◆ WHAT IS NEEDED ◆
From the records below, copy out each line that has the word "scattered".

═══

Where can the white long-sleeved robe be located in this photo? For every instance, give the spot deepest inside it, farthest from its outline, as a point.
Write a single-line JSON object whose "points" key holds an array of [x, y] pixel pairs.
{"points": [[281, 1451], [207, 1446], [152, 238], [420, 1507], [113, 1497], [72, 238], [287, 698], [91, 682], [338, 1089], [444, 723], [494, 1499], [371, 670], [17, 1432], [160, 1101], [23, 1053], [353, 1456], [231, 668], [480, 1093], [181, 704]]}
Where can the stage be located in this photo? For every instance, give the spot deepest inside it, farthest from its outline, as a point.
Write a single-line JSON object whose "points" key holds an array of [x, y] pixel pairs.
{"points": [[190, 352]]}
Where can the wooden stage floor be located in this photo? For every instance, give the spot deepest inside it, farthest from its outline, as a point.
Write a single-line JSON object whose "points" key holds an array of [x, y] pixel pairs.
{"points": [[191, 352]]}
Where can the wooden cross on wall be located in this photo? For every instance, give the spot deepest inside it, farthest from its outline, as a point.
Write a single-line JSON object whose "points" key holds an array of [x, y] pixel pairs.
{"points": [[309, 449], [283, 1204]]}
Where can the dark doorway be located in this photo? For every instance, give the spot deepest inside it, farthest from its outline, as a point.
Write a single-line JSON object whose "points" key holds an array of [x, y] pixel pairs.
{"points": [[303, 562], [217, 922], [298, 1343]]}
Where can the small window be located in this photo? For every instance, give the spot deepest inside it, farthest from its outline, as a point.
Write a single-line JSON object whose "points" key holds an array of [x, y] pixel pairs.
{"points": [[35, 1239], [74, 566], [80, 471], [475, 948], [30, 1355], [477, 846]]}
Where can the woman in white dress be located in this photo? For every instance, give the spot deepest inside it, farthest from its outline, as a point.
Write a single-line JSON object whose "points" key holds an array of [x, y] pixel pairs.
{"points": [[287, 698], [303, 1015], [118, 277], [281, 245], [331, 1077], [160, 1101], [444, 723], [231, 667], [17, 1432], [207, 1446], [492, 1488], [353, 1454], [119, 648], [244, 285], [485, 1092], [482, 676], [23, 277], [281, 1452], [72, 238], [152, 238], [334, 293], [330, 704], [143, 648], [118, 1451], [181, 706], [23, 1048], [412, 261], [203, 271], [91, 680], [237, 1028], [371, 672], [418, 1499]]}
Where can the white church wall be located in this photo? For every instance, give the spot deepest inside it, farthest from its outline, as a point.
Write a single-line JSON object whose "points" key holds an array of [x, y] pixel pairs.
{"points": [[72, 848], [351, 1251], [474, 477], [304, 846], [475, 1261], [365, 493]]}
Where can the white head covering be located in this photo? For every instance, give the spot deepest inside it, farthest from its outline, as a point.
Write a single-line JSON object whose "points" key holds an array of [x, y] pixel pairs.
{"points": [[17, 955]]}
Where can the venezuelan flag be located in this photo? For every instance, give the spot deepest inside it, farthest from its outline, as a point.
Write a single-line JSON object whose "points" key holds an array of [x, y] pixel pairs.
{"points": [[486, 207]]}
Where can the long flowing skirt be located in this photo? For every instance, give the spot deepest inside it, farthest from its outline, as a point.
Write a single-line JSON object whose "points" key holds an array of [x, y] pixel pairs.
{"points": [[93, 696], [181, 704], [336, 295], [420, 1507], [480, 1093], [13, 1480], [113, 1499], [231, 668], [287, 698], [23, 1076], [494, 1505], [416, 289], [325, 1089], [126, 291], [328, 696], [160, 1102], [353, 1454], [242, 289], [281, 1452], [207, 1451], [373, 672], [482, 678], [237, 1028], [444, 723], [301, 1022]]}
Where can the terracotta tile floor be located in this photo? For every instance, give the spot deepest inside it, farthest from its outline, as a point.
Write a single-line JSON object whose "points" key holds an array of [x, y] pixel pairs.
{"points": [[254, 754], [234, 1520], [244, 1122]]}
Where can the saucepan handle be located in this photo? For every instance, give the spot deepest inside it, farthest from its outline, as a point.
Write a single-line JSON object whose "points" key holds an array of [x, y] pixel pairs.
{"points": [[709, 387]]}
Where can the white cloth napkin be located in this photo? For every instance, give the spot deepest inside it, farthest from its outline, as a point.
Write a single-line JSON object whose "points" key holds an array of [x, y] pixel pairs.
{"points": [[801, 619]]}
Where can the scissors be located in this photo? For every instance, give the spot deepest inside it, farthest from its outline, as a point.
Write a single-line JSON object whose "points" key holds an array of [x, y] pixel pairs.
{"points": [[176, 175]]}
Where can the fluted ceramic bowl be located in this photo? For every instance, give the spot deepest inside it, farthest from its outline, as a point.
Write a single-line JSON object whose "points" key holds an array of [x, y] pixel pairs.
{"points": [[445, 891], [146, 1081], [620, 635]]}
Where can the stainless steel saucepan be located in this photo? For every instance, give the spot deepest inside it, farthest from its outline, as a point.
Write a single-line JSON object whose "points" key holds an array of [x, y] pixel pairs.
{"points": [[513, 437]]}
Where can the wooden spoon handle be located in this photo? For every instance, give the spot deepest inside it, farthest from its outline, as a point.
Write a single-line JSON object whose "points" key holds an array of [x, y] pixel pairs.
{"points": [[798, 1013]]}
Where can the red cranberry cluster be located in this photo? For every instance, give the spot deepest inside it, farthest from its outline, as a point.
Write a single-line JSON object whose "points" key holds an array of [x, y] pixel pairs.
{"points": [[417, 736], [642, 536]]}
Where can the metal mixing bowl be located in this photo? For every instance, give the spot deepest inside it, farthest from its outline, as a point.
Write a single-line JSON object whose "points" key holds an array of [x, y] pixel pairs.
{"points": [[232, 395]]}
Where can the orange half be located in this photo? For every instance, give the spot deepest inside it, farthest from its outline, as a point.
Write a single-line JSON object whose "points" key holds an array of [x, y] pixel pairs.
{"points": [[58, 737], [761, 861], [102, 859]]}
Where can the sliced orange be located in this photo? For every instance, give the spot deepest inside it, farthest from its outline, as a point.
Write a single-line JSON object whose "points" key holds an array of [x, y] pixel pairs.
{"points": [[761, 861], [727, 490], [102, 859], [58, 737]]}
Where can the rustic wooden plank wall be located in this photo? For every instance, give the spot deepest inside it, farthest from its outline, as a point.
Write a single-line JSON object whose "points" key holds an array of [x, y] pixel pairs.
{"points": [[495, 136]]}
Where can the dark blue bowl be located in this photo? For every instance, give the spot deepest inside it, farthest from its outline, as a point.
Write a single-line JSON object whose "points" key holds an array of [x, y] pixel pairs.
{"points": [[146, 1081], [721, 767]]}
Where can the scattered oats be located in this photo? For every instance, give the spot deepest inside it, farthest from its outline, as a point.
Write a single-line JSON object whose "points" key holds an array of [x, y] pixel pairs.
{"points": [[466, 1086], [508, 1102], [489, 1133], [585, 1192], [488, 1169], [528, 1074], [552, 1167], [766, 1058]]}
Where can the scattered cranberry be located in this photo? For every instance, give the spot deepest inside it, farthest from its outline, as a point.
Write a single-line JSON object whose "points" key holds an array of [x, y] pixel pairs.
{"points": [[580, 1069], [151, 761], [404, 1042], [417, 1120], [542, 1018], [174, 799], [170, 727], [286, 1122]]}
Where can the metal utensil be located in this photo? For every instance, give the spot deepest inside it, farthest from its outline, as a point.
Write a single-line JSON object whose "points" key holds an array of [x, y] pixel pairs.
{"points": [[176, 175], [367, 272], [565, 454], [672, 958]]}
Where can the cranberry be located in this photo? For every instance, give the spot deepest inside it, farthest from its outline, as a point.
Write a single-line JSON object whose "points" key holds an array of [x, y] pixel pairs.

═══

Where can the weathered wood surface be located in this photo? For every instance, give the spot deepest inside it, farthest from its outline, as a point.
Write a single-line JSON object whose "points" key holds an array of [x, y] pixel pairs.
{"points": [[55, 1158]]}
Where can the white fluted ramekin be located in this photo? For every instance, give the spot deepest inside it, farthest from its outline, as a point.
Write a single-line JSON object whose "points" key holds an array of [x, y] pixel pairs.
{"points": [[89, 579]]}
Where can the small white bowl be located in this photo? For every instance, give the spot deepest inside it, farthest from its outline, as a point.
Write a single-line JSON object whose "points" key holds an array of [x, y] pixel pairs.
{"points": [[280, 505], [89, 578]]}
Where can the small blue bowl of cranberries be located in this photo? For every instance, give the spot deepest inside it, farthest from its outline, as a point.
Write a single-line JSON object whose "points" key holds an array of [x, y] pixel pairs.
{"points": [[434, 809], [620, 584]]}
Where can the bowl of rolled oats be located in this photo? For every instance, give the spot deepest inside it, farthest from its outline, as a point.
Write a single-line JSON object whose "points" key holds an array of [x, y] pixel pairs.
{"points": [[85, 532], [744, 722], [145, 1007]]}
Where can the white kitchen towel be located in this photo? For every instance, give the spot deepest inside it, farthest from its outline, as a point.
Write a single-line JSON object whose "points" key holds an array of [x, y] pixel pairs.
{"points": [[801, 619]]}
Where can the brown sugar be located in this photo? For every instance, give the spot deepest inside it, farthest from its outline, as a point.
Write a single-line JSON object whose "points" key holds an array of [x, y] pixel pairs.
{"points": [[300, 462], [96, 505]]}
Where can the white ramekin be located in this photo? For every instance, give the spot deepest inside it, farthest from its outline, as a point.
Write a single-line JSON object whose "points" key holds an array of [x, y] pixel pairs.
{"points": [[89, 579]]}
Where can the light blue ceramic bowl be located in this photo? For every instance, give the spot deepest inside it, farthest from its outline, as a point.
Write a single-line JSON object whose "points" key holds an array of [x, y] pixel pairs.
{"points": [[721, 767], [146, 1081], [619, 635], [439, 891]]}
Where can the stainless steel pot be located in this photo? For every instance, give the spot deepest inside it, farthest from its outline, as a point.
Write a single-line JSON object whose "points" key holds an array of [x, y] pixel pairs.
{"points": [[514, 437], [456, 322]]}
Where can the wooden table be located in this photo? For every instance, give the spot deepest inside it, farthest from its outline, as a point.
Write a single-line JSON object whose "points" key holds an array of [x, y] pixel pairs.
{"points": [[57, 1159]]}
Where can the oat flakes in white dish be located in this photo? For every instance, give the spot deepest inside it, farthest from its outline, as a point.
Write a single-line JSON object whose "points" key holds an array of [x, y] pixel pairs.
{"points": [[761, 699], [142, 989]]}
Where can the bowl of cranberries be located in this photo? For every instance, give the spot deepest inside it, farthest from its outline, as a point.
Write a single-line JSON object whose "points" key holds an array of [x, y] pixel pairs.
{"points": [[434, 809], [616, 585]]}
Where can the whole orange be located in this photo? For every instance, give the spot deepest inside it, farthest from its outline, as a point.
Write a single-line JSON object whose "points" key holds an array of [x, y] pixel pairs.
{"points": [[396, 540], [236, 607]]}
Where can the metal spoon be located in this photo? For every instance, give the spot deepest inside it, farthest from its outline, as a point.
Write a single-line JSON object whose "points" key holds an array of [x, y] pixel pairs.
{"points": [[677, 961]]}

═══

◆ SOLUTION TO THE PROBLEM ◆
Where can the scattered oats be located in this photo? For every instance, give the spot deepest inside it, farthest from its outline, as a point.
Where can the scattered cranberry be located in this photo? For every instance, give the spot deepest inside it, farthest from its outline, as a point.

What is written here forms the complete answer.